> _Written instruction 1_:
Using the extract on the authentication failure detector, decide whether each statement agrees with it: (a) the failure count is stored with Flink's ValueState; (b) the state is cleared by an event-time timer; (c) failures are counted for each user account. Answer yes or no for each and quote the deciding words.

> _Extract_:
++++++++++++++++++++

The AuthenticationFailureDetector is where state is managed. We use Flink’s ValueState to store the failure count and a ProcessingTimeTimer to clear the state after a period of inactivity, which is crucial to prevent unbounded state growth.

// src/main/java/com/mycorp/security/flink/operators/AuthenticationFailureDetector.java
package com.mycorp.security.flink.operators;

import com.mycorp.security.flink.events.WebAuthnEvent;
import com.mycorp.security.flink.events.SecurityFinding;

import org.apache.flink.api.common.state.StateTtlConfig;
import org.apache.flink.api.common.state.ValueState;
import org.apache.flink.api.common.state.ValueStateDescriptor;
import org.apache.flink.api.common.time.Time;
import org.apache.flink.configuration.Configuration;
import org.apache.flink.streaming.api.functions.KeyedProcessFunction;
import org.apache.flink.util.Collector;
import org.slf4j.Logger;
import org.slf4j.LoggerFactory;

public class AuthenticationFailureDetector extends KeyedProcessFunction<String, WebAuthnEvent, SecurityFinding> {

    private static final Logger LOG = LoggerFactory.getLogger(AuthenticationFailureDetector.class);

    private final int maxFailures;
    private final long timeWindowSeconds;

    // Keyed state to store the count of failures for each source IP.
    private transient ValueState<Long> failureCountState;
    // Keyed state to store the timestamp of the first failure in a window.

++++++++++++++++++++

> _Data listing_:
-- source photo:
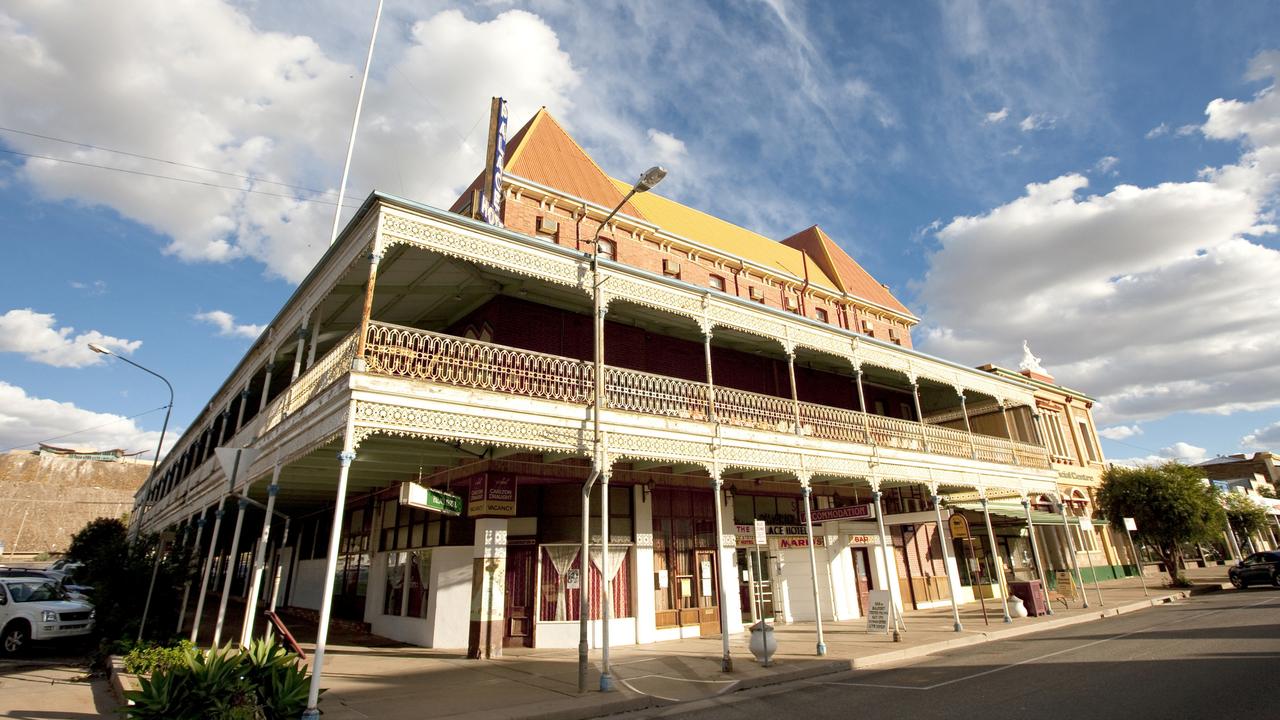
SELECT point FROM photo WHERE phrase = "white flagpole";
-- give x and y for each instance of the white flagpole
(355, 126)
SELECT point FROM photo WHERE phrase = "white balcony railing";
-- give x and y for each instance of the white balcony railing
(424, 355)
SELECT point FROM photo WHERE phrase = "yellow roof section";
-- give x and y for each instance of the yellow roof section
(722, 235)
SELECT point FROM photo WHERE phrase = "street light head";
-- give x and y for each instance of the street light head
(649, 178)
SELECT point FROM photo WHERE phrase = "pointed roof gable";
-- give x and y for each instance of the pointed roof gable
(543, 153)
(849, 276)
(711, 231)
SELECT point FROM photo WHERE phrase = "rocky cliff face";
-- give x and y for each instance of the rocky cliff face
(45, 499)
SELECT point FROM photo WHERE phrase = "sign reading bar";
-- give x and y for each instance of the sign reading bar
(846, 513)
(877, 611)
(430, 499)
(492, 495)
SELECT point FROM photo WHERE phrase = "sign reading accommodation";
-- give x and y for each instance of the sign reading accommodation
(492, 496)
(846, 513)
(430, 499)
(877, 611)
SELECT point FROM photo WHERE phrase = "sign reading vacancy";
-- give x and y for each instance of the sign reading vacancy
(492, 496)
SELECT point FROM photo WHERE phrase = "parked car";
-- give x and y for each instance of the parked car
(1257, 569)
(67, 582)
(39, 609)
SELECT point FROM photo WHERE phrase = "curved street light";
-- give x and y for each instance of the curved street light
(146, 491)
(648, 178)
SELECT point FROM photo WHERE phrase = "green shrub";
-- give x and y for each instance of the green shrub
(146, 659)
(261, 682)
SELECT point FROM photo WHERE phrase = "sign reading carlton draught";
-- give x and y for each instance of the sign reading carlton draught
(846, 513)
(430, 499)
(492, 496)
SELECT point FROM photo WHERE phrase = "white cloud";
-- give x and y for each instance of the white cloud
(1264, 438)
(266, 104)
(26, 420)
(1120, 432)
(35, 336)
(1183, 452)
(996, 118)
(227, 324)
(1153, 299)
(1038, 121)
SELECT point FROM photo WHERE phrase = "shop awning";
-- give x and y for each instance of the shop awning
(1015, 510)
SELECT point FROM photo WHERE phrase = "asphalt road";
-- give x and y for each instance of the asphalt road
(1211, 656)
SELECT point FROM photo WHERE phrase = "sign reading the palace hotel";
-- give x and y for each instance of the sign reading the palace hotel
(492, 496)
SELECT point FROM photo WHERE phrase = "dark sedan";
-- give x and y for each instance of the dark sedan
(1257, 569)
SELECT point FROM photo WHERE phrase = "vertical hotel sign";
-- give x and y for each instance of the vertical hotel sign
(490, 201)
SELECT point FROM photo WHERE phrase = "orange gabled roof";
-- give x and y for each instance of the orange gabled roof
(842, 269)
(542, 151)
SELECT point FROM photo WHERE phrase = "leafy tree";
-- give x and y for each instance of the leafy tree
(1247, 518)
(1171, 505)
(120, 574)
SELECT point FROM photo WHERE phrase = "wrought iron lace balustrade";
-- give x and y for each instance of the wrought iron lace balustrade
(425, 355)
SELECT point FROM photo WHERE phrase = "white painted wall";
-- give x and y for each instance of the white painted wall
(449, 613)
(309, 584)
(643, 582)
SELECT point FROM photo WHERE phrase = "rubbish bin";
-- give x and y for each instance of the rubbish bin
(1032, 593)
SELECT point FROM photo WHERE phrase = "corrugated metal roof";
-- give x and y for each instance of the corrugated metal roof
(544, 153)
(846, 272)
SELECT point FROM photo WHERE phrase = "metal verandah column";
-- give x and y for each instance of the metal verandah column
(231, 570)
(209, 566)
(1009, 431)
(795, 396)
(946, 560)
(195, 559)
(1040, 568)
(1070, 546)
(886, 550)
(718, 484)
(862, 404)
(259, 559)
(813, 561)
(968, 428)
(995, 559)
(339, 506)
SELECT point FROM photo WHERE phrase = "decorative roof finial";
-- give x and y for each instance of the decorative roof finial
(1031, 363)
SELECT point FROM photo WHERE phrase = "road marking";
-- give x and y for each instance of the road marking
(1046, 656)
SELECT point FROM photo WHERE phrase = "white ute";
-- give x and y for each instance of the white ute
(36, 609)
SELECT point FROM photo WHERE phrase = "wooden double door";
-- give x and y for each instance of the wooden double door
(520, 605)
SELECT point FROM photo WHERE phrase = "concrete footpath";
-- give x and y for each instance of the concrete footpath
(393, 682)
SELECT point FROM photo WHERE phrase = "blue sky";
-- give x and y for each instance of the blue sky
(1096, 178)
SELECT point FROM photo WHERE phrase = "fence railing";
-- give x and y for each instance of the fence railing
(408, 352)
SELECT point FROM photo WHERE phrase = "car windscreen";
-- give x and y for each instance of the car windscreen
(35, 591)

++++++++++++++++++++

> _Written instruction 2_:
Identify every line of the records that contains the string "shop", matching case, and copy each one.

> _Written reply 1_:
(a) Yes: "We use Flink’s ValueState to store the failure count"
(b) No: "a ProcessingTimeTimer to clear the state after a period of inactivity"
(c) No: "Keyed state to store the count of failures for each source IP."

> _Written reply 2_:
SELECT point FROM photo WHERE phrase = "shop awning";
-- give x and y for each instance of the shop awning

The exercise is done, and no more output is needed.